* [Text provided]
Like a number of early twentieth century women poets, ranging in style from Dorothy Parker and Edna St. Vincent Millay to H. D. (Hilda Doolittle) and Laura Riding, Mina Loy was concerned with the nature of romantic attachment between men and women. Why, in an age that seemed otherwise so modern, did men remain dominant in relationships while women continued to be overly dependent upon them? This age-old “battle between the sexes” was no longer limited to husbands and wives; it now included lovers outside marriage as well as writers and artists of both sexes positioning themselves on the intellectual landscape. Loy’s response to this issue was somewhat complicated by her attraction to Futurism, with its underlying strain of misogyny. Although she would later reject this aspect of Futurism, Loy appears to hold both sexes accountable in “Three Moments in Paris.”

An emphasis on vision, through the use of withheld and explicit images, pervades all three poems in the sequence, suggesting that the first step in the transformation from flawed relationships to successful ones is clear perception. The female speaker in “One O’Clock at Night” cannot recognize the differences between men and women until she awakes and has to adapt herself to the male world of intellectual argument. Yet given the poem’s irony regarding the speaker’s knowledge, even these differences are satirized, since the poem is itself an argument against male posturing.

The lover’s eyes in “Café du Néant” are also eyes lined with kohl; their darkness parallels the atmosphere of decay that permeates the café and its patrons. Unable to see themselves clearly, the patrons are doomed to repeat their old patterns of courtship even as modern life, in the form of a cab, moves on outside the café. Both men and women participate in a fin de siècle facade that offers little relevance to male-female relationships in the second decade of the century.

Three sets of eyes appear in “Magasins du Louvre.” The eyes of the dolls are the “virgin eyes of the world,” suggesting not only blindness among the sexually inexperienced but also that there is “nothing” to see “through the human soul.” All humans have is what the physical world provides them. Thus, the next two sets of eyes—those of the cocottes and those of the speaker who observes them—are all too human. Embarrassed by the juxtaposition their presence in the doll shop produces, these human eyes become averted and secretive, mirroring the type of communication that typifies and complicates male-female relationships. At the same time, the mutual recognition that both female innocence and female experience via sexuality are salable provides a Joycean epiphany in the poem: What passes for modern love remains strangely tied to old habits.

“Three Moments in Paris” sketches a world of romance as oblique and difficult to understand as any reality of romance one is likely to encounter. Yet Loy’s poem functions within the best tradition of satire. Clearly embedded in its images of boredom, decay, and avoidance is a voice that insists on a better, though yet undefined, alternative to love as it is generally understood.

* [Exercise] Turn the paragraph beginning "Three sets of eyes appear" in the piece on Mina Loy's "Three Moments in Paris" into a short bulleted list that keeps its main points.

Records
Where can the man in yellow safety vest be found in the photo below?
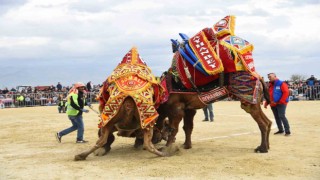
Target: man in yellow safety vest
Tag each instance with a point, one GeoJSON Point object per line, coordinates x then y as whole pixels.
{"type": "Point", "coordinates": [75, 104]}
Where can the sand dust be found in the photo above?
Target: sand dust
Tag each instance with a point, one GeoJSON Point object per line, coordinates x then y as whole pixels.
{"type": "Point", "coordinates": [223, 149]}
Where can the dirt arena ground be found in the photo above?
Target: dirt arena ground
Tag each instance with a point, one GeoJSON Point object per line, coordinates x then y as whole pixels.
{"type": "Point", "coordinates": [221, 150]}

==

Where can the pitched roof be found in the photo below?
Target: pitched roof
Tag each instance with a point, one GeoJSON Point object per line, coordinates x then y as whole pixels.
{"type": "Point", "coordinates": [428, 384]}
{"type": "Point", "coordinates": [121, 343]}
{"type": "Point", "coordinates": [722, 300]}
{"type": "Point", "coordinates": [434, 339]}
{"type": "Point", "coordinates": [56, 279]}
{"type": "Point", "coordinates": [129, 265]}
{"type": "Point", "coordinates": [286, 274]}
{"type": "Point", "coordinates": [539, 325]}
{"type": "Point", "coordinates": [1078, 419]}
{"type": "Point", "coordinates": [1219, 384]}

* [Answer below]
- "Magasins du Louvre" contains three sets of eyes.
- The dolls' eyes, the "virgin eyes of the world," suggest blindness among the sexually inexperienced and that there is "nothing" to see "through the human soul." Humans have only what the physical world gives them.
- The eyes of the cocottes and of the speaker watching them are all too human. Embarrassed at being brought together in the doll shop, they become averted and secretive. This mirrors the kind of communication that complicates male-female relationships.
- Both sides recognize that female innocence and female sexual experience are salable. This gives the poem a Joycean epiphany: modern love remains tied to old habits.